* _Aim_
Render the records below as a Markdown table with two columns, Row and Line. Number each nonblank line in order and leave out blank lines.

* _Dataset extract_
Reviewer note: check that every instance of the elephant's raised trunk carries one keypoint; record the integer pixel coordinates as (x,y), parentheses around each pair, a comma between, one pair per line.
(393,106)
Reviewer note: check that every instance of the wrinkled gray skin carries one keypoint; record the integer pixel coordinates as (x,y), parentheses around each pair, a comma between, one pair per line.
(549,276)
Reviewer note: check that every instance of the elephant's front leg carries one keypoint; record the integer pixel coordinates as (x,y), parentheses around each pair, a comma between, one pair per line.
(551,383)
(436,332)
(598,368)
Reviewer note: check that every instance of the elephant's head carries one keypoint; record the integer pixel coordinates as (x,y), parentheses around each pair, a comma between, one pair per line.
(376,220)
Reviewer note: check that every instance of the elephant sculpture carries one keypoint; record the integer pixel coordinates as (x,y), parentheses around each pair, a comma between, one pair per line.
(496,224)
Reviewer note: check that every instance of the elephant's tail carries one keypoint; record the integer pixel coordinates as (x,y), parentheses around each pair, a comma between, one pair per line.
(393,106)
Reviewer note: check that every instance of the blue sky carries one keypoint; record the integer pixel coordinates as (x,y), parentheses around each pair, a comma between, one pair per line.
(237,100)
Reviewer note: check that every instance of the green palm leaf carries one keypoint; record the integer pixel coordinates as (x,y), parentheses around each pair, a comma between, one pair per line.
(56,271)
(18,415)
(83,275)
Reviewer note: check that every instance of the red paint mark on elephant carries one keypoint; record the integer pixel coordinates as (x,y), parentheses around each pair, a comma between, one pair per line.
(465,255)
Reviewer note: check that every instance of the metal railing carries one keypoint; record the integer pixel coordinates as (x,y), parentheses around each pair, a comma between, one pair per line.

* _Output below_
| Row | Line |
|---|---|
| 1 | Reviewer note: check that every instance of the elephant's raised trunk carries one keypoint; record the integer pixel coordinates as (x,y), parentheses around each pair, a comma between, one pair per line. |
| 2 | (393,106) |
| 3 | Reviewer note: check that every instance of the wrinkled gray skin carries one keypoint; record the integer pixel coordinates as (x,y), parentheses around each pair, a comma between, one pair per line. |
| 4 | (549,276) |
| 5 | Reviewer note: check that every instance of the elephant's front leg carries one keypoint; record the integer pixel coordinates as (x,y), parentheses around each pair, a comma between, one pair per line. |
| 6 | (551,383) |
| 7 | (436,332) |
| 8 | (598,368) |
| 9 | Reviewer note: check that every instance of the elephant's head carries one keypoint; record the integer pixel coordinates as (x,y), parentheses around each pair, a comma between, one pair per line. |
| 10 | (376,220) |
| 11 | Reviewer note: check that every instance of the elephant sculpture carries one keypoint; record the integer pixel coordinates as (x,y), parentheses around each pair, a comma between, one pair per line. |
| 12 | (496,224) |
| 13 | Reviewer note: check that every instance of the elephant's tail carries one keypoint; record the integer pixel coordinates as (x,y), parentheses around each pair, a comma between, one pair per line. |
| 14 | (393,106) |
| 15 | Reviewer note: check that every instance of the blue sky carries one keypoint; record the integer pixel coordinates as (x,y), parentheses around each pair, a comma between, one pair per line. |
| 16 | (237,100) |
| 17 | Reviewer note: check that every instance of the green palm leaf carries one keypoint; record the integer pixel coordinates as (x,y), parentheses around each pair, a comma between, one pair per line. |
| 18 | (56,271) |
| 19 | (18,415) |
| 20 | (83,275) |
| 21 | Reviewer note: check that every instance of the red paint mark on elephant carries one keypoint; record the integer pixel coordinates as (x,y), parentheses around each pair, a comma between, one pair per line. |
| 22 | (465,255) |
| 23 | Reviewer note: check that every instance of the metal railing carries one keypoint; record the integer pixel coordinates as (x,y), parentheses around each pair, a comma between, one pair per line. |